#### EXTRACT PROVIDED:
— Begin —

1. Chuck Traynor and Linda arrive in New York
When Chuck and Linda Traynor hitched a ride with a friend from Florida to New York City in 1971, they were heading towards a metropolis at an inflection point.
The growth the city had experienced in the 1960s was fast being replaced by economic free fall. New York was shedding over a hundred thousand jobs a year and no industry was safe. Violent crime rates – including homicide – had more than doubled since 1965. Conditions were so bad that year that 85% of the city’s police officers went on strike for over a week.
But one part of New York was booming in 1971 – and that was the adult industry. Men’s magazines stuffed Times Square bookstore racks. Short sex films looped endlessly in peep show machines. And just a few months before Chuck and Linda’s arrival, the breakthrough hardcore feature Mona the Virgin Nymph had opened at the Tivoli theater on 50th and 8th. The sex business in New York was so pervasive that even though the city faced record crime and financial devastation, Mayor John Lindsay still carved out a portion of the police force to fight prostitution and pornography in Times Square.
New York’s stage was set for a hustler from Florida and his new wife looking to take part in the nascent sex scene.
Think of Chuck and Linda arriving in Times Square in 1971, and it has echoes of the film Midnight Cowboy. That was the only X-rated movie ever to win the best picture Oscar, and it was set in the same area around the same time.
In that film, a Texas hustler, Joe Buck, travels to New York City, convinced of his appeal to women and excited by the prospects of sex work. He thinks he’ll latch onto some rich scheme when he arrives, but finds the city to be less hospitable than he imagined.
Joe Buck is almost a combination of parts of Chuck and Linda. Like Joe Buck, Chuck is cocksure and brimming with macho bravado, always on the lookout for sexual and financial opportunities. But unlike Joe, Chuck has a cynical, violent and manipulative edge too. He’s lived on his wits for years, and now it’s time for payback. And rather than performing the sex work himself like Joe Buck, Chuck has Linda. Why do the work himself, he reasons, when he has a more marketable commodity that he can use?
Chuck found a small apartment for him and Linda in Jersey City – just a stone’s throw across the river from Manhattan. After paying the security deposit and first month’s rent, the couple had only a few dollars left between them. Chuck needed to find work – and fast. Chuck hopped the train and headed straight to Times Square. As he later recalled, finding adult work was easy: “I went down to Forty-Second Street and immediately met a black guy who wanted to shoot crotch shots of chicks. I said, “I got a chick for ya.”

— End —

#### GIVEN ENTRIES:
— Begin —

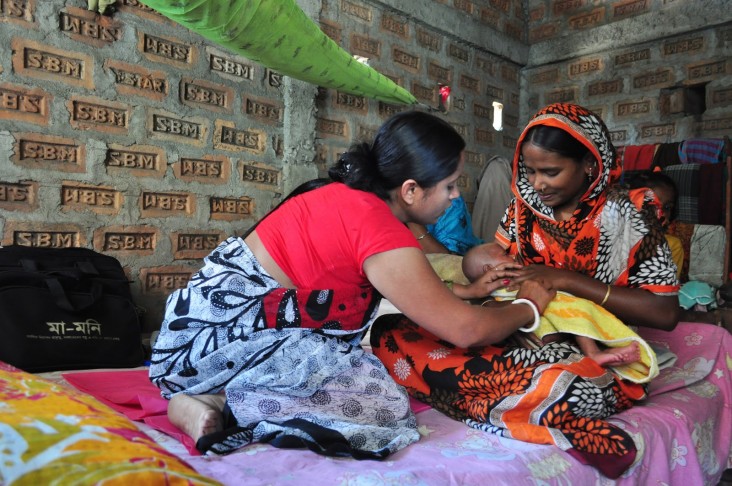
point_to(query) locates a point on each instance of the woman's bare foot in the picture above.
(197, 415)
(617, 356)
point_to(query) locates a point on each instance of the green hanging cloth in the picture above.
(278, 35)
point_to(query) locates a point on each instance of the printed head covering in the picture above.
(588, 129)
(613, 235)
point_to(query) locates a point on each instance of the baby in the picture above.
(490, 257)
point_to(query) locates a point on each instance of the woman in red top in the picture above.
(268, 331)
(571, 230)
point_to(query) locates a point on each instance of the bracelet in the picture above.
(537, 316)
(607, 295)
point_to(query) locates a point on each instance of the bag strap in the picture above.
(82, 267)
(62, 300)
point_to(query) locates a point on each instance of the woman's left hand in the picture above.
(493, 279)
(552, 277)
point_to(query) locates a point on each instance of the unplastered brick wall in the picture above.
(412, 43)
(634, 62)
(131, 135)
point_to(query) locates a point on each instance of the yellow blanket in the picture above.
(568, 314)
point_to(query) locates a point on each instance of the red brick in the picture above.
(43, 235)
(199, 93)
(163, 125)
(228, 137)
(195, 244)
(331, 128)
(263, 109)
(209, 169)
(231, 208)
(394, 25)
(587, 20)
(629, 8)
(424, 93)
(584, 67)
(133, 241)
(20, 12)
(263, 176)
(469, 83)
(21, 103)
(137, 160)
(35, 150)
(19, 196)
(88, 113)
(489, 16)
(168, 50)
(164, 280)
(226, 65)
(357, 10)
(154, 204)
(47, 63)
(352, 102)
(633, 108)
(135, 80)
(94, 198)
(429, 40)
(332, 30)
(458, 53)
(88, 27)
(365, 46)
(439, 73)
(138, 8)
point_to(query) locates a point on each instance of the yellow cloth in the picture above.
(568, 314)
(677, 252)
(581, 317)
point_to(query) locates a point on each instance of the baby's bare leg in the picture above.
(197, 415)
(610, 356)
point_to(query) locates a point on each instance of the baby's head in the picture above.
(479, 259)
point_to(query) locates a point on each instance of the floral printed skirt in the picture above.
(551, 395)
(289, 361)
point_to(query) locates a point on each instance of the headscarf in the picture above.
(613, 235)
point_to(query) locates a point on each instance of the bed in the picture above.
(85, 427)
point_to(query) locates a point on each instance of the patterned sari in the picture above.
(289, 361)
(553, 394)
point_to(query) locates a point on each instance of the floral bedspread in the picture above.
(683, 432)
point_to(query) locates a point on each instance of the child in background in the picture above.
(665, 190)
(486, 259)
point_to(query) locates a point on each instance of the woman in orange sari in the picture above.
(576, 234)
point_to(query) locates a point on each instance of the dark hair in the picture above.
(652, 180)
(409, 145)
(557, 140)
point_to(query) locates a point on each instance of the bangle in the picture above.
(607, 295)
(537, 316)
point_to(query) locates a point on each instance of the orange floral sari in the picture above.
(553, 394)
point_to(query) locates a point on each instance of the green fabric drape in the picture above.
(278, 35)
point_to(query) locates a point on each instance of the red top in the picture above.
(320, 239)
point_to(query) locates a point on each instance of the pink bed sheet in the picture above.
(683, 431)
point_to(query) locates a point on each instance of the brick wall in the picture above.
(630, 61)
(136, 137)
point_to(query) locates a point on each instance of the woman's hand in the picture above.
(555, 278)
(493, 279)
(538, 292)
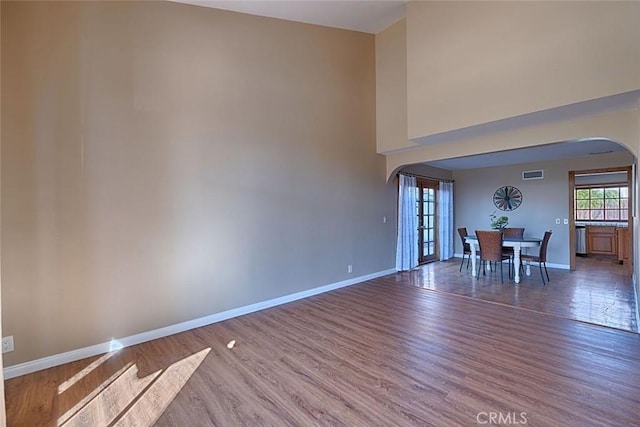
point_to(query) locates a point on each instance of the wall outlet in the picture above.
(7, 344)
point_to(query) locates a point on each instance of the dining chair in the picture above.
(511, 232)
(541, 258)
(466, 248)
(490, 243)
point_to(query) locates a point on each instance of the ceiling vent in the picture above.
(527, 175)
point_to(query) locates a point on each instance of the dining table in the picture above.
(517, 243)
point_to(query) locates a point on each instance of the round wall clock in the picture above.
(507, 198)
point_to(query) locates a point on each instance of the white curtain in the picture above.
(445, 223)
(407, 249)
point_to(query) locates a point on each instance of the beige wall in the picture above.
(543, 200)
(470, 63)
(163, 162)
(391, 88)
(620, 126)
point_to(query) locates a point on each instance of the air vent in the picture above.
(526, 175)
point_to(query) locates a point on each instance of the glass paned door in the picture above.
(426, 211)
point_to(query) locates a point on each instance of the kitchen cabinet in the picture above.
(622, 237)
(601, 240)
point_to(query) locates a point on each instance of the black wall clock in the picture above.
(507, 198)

— End —

Transcribe the section of the piece on Chuck and Linda's arrival in New York that begins with the words containing "Joe Buck is" and ends with "he can use?". The items come from a separate source.

Joe Buck is almost a combination of parts of Chuck and Linda. Like Joe Buck, Chuck is cocksure and brimming with macho bravado, always on the lookout for sexual and financial opportunities. But unlike Joe, Chuck has a cynical, violent and manipulative edge too. He’s lived on his wits for years, and now it’s time for payback. And rather than performing the sex work himself like Joe Buck, Chuck has Linda. Why do the work himself, he reasons, when he has a more marketable commodity that he can use?